Word for word, transcribe the records that follow.

• • • •

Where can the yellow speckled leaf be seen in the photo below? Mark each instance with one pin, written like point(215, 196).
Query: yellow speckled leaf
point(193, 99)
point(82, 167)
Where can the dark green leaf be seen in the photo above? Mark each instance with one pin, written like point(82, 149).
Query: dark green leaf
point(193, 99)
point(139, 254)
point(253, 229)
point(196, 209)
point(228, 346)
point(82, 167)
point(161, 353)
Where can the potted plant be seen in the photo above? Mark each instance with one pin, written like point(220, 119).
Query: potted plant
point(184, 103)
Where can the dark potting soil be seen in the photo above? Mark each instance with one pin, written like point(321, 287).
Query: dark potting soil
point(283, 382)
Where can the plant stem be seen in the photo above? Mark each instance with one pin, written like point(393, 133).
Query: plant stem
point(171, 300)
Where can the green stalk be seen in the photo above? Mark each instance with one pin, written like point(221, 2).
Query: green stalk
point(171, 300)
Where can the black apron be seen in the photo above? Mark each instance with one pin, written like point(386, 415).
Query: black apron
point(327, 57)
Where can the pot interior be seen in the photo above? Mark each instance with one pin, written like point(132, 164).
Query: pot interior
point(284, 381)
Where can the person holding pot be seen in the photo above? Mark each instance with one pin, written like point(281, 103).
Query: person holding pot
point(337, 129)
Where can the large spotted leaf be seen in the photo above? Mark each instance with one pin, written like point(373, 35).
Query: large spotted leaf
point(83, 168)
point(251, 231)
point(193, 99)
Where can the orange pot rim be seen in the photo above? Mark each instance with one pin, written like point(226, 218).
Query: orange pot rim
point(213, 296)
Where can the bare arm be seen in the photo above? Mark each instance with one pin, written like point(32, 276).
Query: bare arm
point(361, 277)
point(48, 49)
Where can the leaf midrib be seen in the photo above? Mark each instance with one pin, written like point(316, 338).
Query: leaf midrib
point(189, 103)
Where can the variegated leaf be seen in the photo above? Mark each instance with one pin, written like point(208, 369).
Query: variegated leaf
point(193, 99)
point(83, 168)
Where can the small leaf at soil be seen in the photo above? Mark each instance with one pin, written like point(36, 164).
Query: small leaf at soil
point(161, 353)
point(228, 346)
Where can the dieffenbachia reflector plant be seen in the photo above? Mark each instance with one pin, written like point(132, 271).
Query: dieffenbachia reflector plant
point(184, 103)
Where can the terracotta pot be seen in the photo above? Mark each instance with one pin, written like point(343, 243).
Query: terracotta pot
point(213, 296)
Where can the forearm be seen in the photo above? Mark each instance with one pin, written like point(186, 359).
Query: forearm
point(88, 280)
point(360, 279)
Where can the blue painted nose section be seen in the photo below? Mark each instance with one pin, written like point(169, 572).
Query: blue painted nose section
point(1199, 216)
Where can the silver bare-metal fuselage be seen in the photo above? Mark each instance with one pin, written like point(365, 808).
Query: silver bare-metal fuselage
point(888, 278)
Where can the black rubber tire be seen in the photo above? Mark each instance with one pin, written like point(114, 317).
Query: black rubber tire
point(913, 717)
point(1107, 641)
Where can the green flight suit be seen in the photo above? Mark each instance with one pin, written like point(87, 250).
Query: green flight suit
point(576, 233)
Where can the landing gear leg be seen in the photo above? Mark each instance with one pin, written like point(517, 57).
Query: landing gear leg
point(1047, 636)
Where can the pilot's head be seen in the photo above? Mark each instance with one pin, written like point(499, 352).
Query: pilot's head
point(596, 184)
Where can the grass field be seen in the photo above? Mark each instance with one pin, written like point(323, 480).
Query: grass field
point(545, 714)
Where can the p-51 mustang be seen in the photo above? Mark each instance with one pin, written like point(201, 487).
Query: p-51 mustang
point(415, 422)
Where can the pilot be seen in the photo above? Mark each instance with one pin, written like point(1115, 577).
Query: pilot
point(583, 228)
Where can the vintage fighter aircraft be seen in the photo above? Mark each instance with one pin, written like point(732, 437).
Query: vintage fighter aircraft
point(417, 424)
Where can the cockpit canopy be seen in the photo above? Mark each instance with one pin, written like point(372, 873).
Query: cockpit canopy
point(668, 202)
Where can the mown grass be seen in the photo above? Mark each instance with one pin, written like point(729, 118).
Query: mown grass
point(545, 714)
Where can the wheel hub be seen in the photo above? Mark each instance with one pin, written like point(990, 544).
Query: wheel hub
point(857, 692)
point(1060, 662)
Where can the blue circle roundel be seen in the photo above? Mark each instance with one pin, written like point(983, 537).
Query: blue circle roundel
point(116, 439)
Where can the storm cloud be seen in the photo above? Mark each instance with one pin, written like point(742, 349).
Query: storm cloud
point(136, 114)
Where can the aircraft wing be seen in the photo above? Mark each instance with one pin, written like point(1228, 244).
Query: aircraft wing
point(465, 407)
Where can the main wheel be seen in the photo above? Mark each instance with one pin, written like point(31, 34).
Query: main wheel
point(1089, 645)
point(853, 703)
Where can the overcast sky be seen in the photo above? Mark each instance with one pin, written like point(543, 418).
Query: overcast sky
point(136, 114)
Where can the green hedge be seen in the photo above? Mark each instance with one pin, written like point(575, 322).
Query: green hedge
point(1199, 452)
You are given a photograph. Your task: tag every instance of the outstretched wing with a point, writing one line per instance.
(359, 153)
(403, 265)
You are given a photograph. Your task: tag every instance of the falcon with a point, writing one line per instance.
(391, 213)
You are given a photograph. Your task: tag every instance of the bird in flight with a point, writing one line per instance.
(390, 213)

• • • •

Response to the task =
Where can the yellow speckled leaf be seen in the photo below? Mark each instance with one pin, written like point(215, 196).
Query: yellow speckled leaf
point(193, 99)
point(82, 167)
Where can the dark green leaf be seen in the photo above? Mark each instance with one pin, written like point(82, 149).
Query: dark green leaf
point(193, 99)
point(139, 254)
point(253, 229)
point(196, 209)
point(228, 346)
point(82, 167)
point(161, 353)
Where can the potted plant be seen in the photo above? Mark each instance with one pin, written like point(220, 119).
Query: potted plant
point(184, 103)
Where can the dark potting soil be seen in the photo above? Mark each instance with one pin, written like point(321, 287).
Query: dark potting soil
point(283, 382)
Where can the plant stem be seen in the photo above? Mark each instance with one pin, written like point(393, 133).
Query: plant stem
point(171, 300)
Where can the green stalk be seen in the photo above? Mark each instance with one pin, written like point(221, 2).
Query: green stalk
point(171, 300)
Where can the black apron be seen in the photo above? Mark each instance with one pin, written like point(386, 415).
Query: black apron
point(327, 57)
Where can the pot interior be seen in the photo above? Mark each instance with one pin, written like point(132, 164).
Query: pot interior
point(284, 381)
Where can the person holding pot be seen in the photo above? Mark each instance with one pin, written like point(281, 103).
Query: person holding pot
point(337, 129)
Where can the large spotted leaf be seen in the photo above? Mark each instance with one pin, written like point(373, 35).
Query: large spotted leaf
point(83, 168)
point(251, 231)
point(193, 99)
Where can the orange pot rim be seen in the photo above? Mark each instance with one pin, written like point(226, 218).
Query: orange pot rim
point(213, 296)
Where can the bare arm be seen in the photo above? Mark each instance with one pin, written like point(32, 276).
Query: bare arm
point(361, 277)
point(48, 49)
Where can the leaf midrib be seen in the photo above? Mark each instance with one pin, written like point(316, 338).
Query: leaf midrib
point(189, 103)
Where can the variegated leaf be seen in the photo above? Mark each instance with one pin, written like point(208, 369).
Query: variegated leaf
point(193, 99)
point(83, 168)
Where can the small leaf at soil be seen in the photo above? Mark each instance with one pin, written like point(36, 164).
Query: small leaf at soil
point(161, 353)
point(228, 346)
Where can the dieffenbachia reflector plant be seen in the photo above? Mark each instance with one pin, written like point(132, 271).
Query: dieffenbachia reflector plant
point(184, 103)
Where can the terracotta pot be seen in the photo above? Mark each instance with one pin, written like point(343, 243).
Query: terracotta pot
point(213, 296)
Where can the forearm be seen in the photo above? Mark each instance with one pin, written like point(186, 359).
Query: forearm
point(88, 280)
point(360, 279)
Where can the blue painted nose section be seen in the photo below? Mark each instance with one pin, written like point(169, 572).
Query: blue painted nose section
point(1199, 216)
Where can the silver bare-metal fuselage be seen in the photo above? Mark each instance with one pin, written like point(365, 808).
Query: silver bare-metal fuselage
point(888, 278)
Where can the black rubber tire be seen in the photo above? Mark each instance with one pin, written like point(114, 317).
Query: black rubber tire
point(913, 717)
point(1107, 641)
Where can the green flight suit be seen in the photo above? Mark each instance with one pin, written like point(87, 250).
Query: green flight suit
point(576, 233)
Where can the landing gear leg be seen in the photo above? Mark each instance with one pin, written like point(517, 57).
Query: landing gear leg
point(1047, 636)
Where can the pilot's head be seen in the photo above? Mark each instance with one pin, written like point(499, 352).
Query: pilot's head
point(596, 184)
Where can the grass field be seen in the photo above? Mark each instance with one pin, written like point(323, 480).
Query: grass field
point(545, 714)
Where can the p-51 mustang be seen in the photo above? Mark each instance with one pin, written like point(201, 487).
Query: p-51 mustang
point(415, 422)
Where can the pilot be seen in the photo above? Mark each instance with one pin, written like point(1115, 577).
Query: pilot
point(583, 228)
Where can the vintage fighter aircraft be seen in the photo above? Mark each instance with one pin, written like point(732, 437).
Query: vintage fighter aircraft
point(417, 424)
Where can the cockpit canopy be seen in the photo above? Mark each instance with one pin, written like point(372, 873).
Query: cockpit canopy
point(668, 202)
Where can the mown grass be seen in the photo above? Mark each instance with one pin, written like point(729, 118).
Query: mown grass
point(545, 714)
Where can the wheel hub be seen in the photo above? Mark each instance with one pin, written like point(990, 544).
Query: wheel hub
point(857, 692)
point(1060, 662)
Where can the blue circle roundel be seen in the photo above? Mark each instance with one pin, written like point(983, 537).
Query: blue circle roundel
point(116, 439)
Where can the storm cloud be seen in the photo above? Mark each instance with one pin, written like point(742, 349).
Query: storm cloud
point(136, 114)
Where can the aircraft wing be seen in the photo above? Mark each instance with one pin, written like point(1228, 244).
Query: aircraft wing
point(465, 407)
Where can the main wheel be seen in the photo above? Mark each instance with one pin, written like point(31, 34).
Query: main wheel
point(1089, 645)
point(853, 703)
Where can the overcast sky be seen in the photo above? Mark each instance with one pin, written like point(543, 418).
Query: overcast sky
point(136, 114)
Where can the green hedge be seen in the photo above? Mark each instance with one pin, written like point(575, 322).
Query: green hedge
point(1199, 452)
You are given a photograph. Your task: tag every instance of the outstretched wing with a point, writing one line per instance.
(359, 153)
(403, 265)
You are given a photograph. Your task: tag every instance of the falcon with a point, writing one line per instance.
(391, 213)
You are given a photograph. Your task: tag every instance of the bird in flight with a point, writing one line per instance.
(390, 213)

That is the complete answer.